Dataset rows:
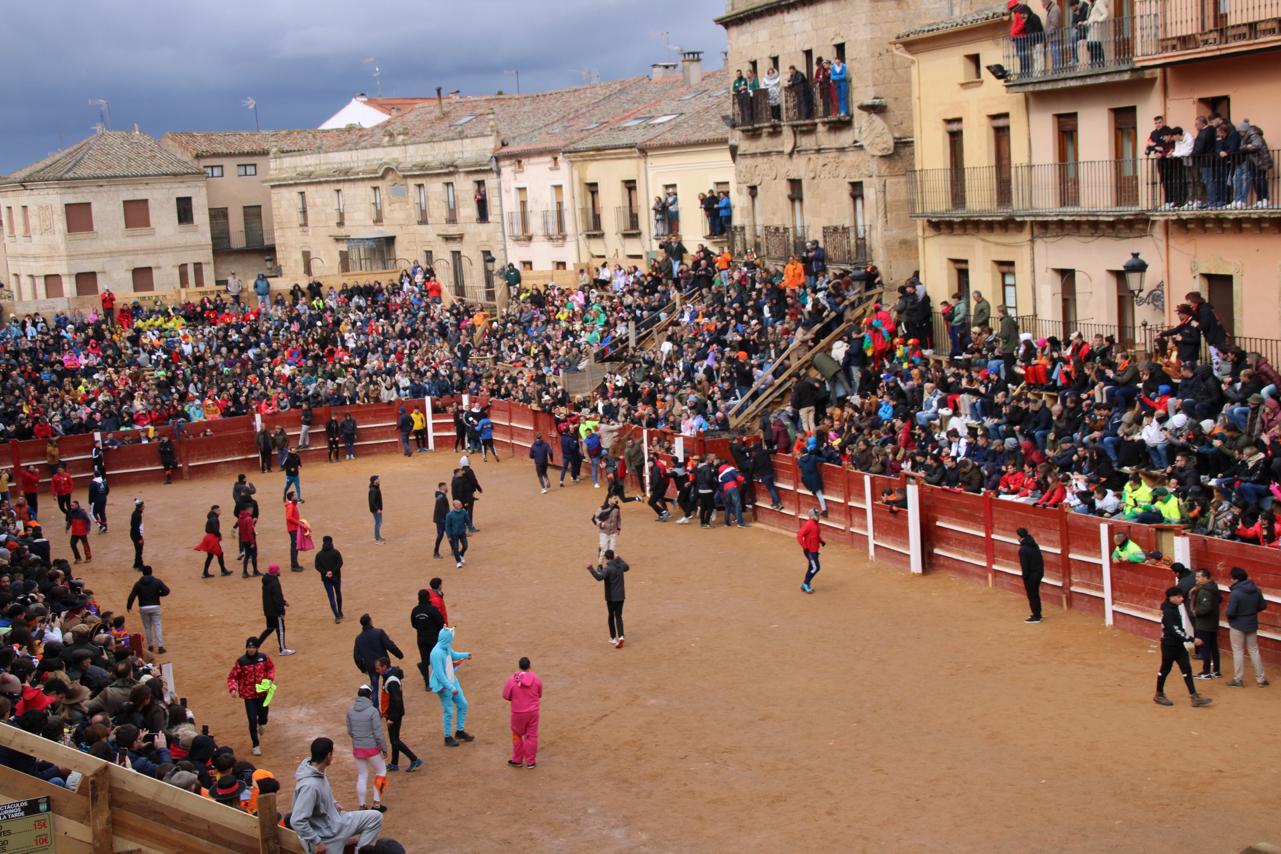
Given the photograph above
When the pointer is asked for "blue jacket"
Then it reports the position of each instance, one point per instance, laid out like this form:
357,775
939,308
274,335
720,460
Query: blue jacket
443,676
456,523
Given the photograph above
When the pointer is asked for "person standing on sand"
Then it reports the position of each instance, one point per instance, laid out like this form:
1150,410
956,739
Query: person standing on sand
1033,565
611,574
329,566
212,544
810,537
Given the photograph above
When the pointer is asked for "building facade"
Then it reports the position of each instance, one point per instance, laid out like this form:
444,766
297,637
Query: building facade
115,210
808,170
965,123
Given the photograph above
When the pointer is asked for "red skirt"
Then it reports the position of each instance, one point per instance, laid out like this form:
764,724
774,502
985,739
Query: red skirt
210,544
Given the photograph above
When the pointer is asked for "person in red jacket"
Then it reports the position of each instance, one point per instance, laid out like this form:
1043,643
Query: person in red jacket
810,537
30,479
62,485
249,671
78,524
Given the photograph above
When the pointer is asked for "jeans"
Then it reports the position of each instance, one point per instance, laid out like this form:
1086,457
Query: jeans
1243,643
333,589
733,507
811,566
452,703
151,626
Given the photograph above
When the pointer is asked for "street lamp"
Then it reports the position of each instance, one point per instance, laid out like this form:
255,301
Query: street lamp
1135,270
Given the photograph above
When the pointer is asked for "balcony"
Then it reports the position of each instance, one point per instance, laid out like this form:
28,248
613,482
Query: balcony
591,220
1184,30
1062,58
1116,187
628,220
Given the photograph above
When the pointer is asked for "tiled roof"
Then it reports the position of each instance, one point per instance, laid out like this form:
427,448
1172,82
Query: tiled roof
112,154
212,144
970,19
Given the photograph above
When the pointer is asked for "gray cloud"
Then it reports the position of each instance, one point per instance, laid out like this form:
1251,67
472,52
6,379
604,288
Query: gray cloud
187,67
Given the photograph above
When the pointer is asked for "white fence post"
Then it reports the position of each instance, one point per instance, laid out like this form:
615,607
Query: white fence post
913,529
1106,555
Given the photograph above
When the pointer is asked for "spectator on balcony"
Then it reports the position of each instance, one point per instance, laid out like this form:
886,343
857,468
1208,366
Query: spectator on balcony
1097,30
1256,160
798,88
774,87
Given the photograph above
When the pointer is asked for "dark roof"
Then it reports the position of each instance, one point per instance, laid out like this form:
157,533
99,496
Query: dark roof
110,154
212,144
987,14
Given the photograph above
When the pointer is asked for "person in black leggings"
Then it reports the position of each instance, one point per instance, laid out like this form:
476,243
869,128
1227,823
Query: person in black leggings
1172,651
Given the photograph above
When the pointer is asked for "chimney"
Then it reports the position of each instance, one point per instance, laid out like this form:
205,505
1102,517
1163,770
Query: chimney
664,71
692,65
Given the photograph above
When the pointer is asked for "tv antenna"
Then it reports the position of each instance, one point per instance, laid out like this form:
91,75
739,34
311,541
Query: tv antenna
378,74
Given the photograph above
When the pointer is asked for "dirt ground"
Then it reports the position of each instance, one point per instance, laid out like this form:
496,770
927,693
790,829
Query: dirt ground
884,712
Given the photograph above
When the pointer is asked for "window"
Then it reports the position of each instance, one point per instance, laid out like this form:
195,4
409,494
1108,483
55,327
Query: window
144,279
451,204
137,213
80,218
254,225
219,228
1008,292
86,284
1067,297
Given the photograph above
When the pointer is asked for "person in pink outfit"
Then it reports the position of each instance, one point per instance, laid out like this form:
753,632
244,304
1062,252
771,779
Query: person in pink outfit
524,690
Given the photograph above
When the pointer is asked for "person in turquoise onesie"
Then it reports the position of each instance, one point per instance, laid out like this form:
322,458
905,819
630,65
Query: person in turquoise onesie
445,683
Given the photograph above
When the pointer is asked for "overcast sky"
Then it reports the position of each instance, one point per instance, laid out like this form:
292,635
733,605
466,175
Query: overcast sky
169,67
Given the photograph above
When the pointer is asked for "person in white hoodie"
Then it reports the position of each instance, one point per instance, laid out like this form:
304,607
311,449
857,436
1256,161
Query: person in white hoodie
315,816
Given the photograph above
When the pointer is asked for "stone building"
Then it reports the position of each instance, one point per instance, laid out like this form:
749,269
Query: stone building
236,167
115,210
812,173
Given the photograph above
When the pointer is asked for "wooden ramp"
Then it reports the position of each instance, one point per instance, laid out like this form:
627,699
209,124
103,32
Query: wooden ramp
118,809
770,387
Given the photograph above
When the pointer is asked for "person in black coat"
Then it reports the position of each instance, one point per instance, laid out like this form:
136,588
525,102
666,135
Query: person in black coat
372,644
273,608
427,621
438,514
1033,565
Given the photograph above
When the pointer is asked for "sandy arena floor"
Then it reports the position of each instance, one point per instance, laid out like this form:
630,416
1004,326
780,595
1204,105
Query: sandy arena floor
887,712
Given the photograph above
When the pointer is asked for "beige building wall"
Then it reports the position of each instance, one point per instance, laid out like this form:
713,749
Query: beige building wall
396,172
53,256
547,237
830,161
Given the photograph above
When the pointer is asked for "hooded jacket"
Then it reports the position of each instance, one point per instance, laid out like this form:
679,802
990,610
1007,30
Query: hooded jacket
365,725
524,690
443,679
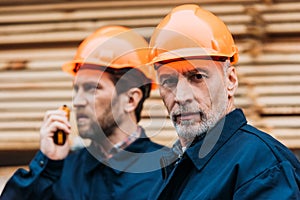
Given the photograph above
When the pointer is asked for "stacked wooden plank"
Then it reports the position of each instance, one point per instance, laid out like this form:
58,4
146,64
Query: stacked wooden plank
36,38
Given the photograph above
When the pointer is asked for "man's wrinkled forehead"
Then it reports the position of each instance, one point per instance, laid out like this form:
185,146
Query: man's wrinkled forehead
185,66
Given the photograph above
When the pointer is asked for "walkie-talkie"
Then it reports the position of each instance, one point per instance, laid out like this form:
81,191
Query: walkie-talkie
60,136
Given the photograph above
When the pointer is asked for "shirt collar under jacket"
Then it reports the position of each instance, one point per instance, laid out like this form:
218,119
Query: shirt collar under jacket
205,148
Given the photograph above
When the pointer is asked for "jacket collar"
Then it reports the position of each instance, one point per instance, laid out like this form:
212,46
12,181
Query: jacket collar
204,149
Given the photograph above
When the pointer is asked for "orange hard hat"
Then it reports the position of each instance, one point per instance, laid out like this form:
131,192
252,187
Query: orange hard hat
189,31
114,47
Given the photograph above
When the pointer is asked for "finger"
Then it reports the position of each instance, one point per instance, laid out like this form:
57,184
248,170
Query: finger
50,113
49,131
60,118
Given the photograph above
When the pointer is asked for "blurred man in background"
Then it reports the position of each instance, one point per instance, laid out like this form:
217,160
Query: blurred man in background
111,83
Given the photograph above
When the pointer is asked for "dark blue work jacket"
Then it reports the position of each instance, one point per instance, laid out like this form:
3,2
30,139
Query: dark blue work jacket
81,176
233,161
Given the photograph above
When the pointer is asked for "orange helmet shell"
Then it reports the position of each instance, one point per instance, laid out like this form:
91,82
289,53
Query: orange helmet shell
115,47
188,31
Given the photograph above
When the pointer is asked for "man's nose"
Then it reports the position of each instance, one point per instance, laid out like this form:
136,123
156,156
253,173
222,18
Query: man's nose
79,99
184,92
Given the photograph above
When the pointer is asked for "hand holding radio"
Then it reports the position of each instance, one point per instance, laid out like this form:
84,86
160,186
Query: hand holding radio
54,133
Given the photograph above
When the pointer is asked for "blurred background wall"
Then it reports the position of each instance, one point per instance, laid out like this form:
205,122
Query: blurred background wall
37,37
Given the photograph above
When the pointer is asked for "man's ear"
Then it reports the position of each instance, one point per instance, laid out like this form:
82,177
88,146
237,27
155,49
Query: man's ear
232,81
134,96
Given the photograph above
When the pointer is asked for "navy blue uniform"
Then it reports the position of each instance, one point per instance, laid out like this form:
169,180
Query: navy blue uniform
81,176
233,161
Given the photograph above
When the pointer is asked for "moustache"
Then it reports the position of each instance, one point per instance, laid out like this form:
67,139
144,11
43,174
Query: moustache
185,111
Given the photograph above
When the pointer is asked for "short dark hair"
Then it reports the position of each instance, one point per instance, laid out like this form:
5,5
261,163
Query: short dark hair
127,78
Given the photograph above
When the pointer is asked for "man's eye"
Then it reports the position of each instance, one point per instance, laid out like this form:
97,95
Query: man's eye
90,87
169,82
196,77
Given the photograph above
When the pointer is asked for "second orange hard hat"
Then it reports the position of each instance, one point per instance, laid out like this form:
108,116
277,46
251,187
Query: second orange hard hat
190,31
115,47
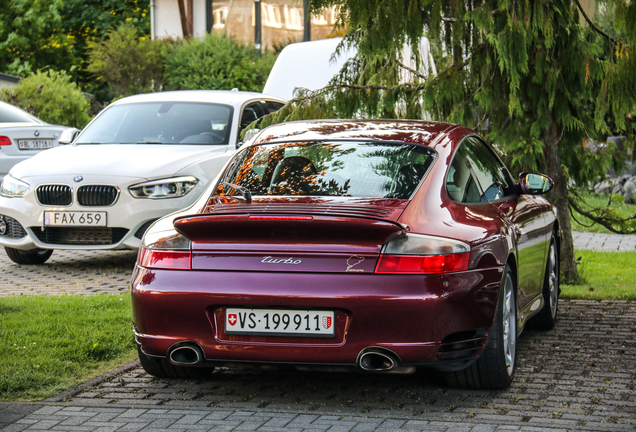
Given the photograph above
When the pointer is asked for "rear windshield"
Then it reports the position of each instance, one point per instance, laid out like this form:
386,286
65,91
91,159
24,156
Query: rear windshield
9,114
341,168
160,123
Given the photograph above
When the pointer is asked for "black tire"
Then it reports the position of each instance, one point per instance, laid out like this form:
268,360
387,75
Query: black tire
35,256
495,368
162,368
545,319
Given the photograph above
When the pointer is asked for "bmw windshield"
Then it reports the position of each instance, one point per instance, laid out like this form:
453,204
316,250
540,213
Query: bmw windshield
160,123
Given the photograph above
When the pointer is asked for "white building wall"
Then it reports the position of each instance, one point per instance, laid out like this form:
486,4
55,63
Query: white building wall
167,21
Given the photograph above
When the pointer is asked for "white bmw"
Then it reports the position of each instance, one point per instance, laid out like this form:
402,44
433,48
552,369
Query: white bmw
141,158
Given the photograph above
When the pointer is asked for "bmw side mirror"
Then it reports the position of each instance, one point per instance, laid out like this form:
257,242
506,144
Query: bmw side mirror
248,135
535,184
68,135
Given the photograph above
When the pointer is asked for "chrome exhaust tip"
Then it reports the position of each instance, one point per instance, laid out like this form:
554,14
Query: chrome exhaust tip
186,355
377,359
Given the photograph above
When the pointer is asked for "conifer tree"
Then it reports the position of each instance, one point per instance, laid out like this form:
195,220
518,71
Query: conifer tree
538,78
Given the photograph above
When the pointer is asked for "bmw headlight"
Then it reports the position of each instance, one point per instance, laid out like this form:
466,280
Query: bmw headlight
165,188
13,188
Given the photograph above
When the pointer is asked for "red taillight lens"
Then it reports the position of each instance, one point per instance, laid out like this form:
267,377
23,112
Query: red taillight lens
422,264
165,259
281,217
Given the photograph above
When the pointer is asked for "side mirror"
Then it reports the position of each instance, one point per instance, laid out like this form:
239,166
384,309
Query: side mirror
68,135
248,135
535,184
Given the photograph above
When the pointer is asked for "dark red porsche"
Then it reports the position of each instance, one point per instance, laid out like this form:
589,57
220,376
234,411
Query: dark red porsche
376,246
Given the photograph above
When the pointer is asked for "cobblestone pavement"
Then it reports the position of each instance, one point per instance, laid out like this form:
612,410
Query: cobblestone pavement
69,272
580,376
604,242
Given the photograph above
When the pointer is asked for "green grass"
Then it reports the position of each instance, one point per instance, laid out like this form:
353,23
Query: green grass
600,201
606,276
51,343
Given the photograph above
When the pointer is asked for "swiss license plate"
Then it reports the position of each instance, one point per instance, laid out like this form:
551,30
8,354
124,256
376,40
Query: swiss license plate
280,322
74,218
34,144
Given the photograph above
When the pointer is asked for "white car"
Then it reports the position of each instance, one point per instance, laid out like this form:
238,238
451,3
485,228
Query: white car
141,158
22,136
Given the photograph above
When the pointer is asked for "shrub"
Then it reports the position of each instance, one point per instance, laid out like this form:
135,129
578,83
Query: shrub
129,64
50,96
215,63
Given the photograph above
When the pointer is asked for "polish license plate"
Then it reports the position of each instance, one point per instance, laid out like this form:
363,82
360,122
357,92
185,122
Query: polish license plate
75,218
34,144
280,322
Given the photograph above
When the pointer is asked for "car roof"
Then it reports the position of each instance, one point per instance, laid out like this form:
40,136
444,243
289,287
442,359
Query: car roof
229,97
410,131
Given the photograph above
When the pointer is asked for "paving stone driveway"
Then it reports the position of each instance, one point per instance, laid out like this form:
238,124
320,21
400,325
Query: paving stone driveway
580,376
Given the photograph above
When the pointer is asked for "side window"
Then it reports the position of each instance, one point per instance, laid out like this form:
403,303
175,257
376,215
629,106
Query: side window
274,106
251,113
476,175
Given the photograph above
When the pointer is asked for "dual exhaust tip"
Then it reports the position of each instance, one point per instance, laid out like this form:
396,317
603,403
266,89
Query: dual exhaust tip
372,359
378,359
186,354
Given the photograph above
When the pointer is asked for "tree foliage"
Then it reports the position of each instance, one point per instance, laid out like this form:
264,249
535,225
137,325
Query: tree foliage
28,36
127,63
526,73
55,34
50,96
215,63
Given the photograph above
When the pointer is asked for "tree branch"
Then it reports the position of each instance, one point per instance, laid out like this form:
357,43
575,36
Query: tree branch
413,71
604,221
592,25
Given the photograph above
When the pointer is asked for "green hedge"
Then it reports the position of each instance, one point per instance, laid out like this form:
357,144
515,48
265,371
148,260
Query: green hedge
215,63
50,96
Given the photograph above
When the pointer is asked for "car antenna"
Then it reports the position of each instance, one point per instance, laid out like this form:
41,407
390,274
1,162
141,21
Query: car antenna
245,192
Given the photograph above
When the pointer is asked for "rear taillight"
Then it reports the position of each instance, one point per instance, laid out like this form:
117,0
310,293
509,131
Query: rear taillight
164,259
417,254
165,250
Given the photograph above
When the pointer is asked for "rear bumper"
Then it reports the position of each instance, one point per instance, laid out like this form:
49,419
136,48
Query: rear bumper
413,316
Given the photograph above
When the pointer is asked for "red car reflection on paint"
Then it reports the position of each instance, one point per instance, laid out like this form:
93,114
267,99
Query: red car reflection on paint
377,246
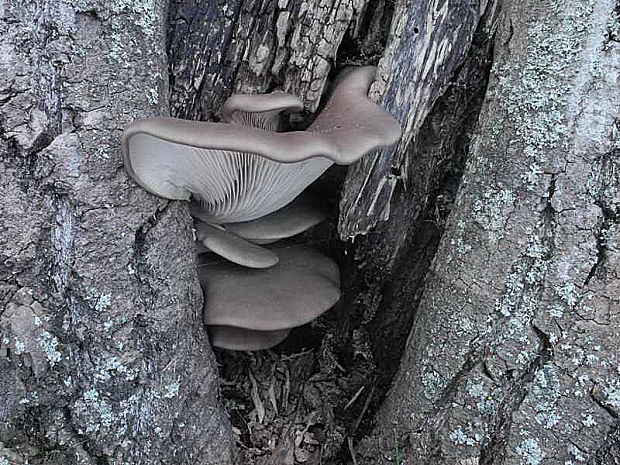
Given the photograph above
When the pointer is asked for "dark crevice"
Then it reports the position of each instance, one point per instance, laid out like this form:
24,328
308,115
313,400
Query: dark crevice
439,155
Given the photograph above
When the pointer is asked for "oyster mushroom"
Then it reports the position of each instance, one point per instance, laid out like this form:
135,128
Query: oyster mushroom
302,286
240,173
230,338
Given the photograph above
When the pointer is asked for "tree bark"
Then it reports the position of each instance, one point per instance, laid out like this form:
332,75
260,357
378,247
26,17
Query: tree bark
480,268
103,358
513,353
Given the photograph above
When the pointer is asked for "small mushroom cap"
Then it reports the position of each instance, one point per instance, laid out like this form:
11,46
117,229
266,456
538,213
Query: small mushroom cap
227,337
303,285
234,248
298,216
238,107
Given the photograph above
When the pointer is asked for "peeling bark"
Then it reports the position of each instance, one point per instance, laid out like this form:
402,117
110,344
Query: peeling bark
102,355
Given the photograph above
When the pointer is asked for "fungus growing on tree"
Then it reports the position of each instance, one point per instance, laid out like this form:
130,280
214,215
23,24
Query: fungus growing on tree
245,179
303,285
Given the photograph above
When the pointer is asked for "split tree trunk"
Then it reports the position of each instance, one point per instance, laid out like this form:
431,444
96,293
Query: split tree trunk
104,356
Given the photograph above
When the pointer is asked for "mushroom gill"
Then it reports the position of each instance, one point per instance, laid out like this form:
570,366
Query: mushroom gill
247,180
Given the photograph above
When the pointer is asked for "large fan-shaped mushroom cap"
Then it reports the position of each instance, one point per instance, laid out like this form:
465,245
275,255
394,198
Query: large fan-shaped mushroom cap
303,285
240,173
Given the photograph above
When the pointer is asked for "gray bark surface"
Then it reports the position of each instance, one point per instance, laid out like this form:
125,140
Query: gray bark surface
253,47
513,353
429,41
103,358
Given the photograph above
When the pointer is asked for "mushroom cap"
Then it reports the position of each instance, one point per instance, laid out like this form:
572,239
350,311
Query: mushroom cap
240,173
298,216
303,285
233,247
227,337
267,106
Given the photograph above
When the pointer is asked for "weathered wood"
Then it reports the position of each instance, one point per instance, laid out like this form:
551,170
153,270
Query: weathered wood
429,41
103,358
513,354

Work to be completed:
Find every line in the data above that contains the word "crevice", and copy each of those lines in full. Matching is case-sensitive.

The response:
When the pointer is asked for "dark crevice"
Query: dark crevice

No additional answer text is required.